ASSIGNMENT —
Output the number of lines in the entries below with the string "gravel" in them, and nothing further.

══ RECORDS PROVIDED ══

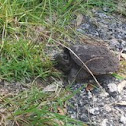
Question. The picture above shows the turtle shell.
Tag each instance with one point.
(99, 59)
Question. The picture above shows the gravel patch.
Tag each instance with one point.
(96, 107)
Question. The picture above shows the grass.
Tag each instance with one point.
(27, 27)
(23, 59)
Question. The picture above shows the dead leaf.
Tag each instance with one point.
(89, 87)
(79, 19)
(50, 88)
(121, 86)
(123, 103)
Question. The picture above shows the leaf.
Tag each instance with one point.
(121, 86)
(62, 111)
(123, 55)
(79, 19)
(89, 87)
(50, 88)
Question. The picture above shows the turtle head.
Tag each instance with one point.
(63, 61)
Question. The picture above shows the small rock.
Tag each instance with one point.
(112, 87)
(123, 119)
(94, 111)
(104, 122)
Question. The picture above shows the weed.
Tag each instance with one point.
(23, 59)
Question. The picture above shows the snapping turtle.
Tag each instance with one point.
(99, 59)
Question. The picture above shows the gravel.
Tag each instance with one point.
(99, 107)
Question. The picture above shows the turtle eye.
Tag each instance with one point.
(65, 57)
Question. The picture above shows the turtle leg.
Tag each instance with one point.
(72, 75)
(78, 75)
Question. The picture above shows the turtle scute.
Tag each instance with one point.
(99, 59)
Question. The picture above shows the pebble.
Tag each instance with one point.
(123, 119)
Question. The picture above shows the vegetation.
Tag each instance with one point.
(26, 28)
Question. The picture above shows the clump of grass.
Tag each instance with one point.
(23, 59)
(36, 108)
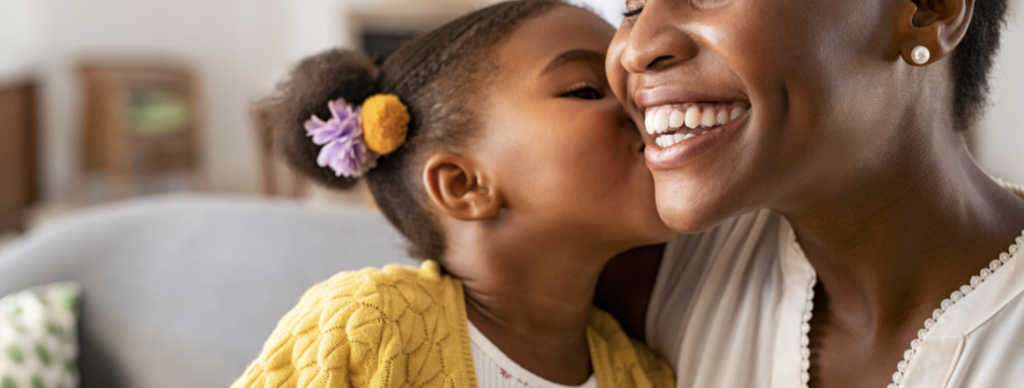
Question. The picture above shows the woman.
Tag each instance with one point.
(865, 268)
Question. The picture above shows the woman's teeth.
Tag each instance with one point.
(671, 125)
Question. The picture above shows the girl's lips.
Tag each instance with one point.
(683, 152)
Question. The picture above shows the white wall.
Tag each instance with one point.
(241, 47)
(20, 36)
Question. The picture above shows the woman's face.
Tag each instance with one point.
(567, 159)
(791, 99)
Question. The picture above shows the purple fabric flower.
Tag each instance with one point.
(344, 149)
(347, 156)
(344, 123)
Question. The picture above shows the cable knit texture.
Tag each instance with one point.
(406, 327)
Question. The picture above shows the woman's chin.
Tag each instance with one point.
(688, 214)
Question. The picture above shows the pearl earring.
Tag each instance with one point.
(921, 54)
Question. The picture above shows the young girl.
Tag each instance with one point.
(495, 145)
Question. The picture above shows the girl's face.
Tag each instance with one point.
(568, 160)
(791, 99)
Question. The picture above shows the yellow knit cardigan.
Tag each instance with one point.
(406, 327)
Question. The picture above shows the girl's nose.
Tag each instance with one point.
(658, 38)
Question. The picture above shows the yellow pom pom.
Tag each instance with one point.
(385, 123)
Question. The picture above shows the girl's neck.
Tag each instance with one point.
(534, 305)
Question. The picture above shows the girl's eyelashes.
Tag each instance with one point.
(584, 90)
(630, 12)
(632, 9)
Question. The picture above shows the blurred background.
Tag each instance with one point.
(111, 99)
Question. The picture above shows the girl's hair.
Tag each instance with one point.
(973, 59)
(437, 76)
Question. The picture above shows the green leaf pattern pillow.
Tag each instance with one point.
(38, 344)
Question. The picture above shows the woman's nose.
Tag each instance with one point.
(658, 38)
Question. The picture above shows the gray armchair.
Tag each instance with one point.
(182, 291)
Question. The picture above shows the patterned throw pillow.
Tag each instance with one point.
(38, 344)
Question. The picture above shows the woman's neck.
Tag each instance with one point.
(901, 240)
(534, 305)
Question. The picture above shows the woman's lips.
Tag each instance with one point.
(685, 146)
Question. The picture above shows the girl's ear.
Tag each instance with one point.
(935, 26)
(460, 187)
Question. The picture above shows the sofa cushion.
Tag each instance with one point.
(38, 341)
(182, 291)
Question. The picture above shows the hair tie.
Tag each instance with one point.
(355, 136)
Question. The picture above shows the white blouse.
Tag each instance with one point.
(495, 370)
(727, 310)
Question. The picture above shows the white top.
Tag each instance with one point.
(495, 370)
(727, 305)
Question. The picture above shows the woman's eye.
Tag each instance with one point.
(584, 92)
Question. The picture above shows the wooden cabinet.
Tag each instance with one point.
(18, 167)
(140, 125)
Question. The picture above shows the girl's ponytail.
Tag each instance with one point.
(310, 85)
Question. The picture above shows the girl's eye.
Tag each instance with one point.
(632, 11)
(584, 91)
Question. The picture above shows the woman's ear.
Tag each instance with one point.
(930, 30)
(461, 187)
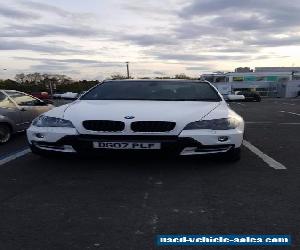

═══

YOUR SOLUTION —
2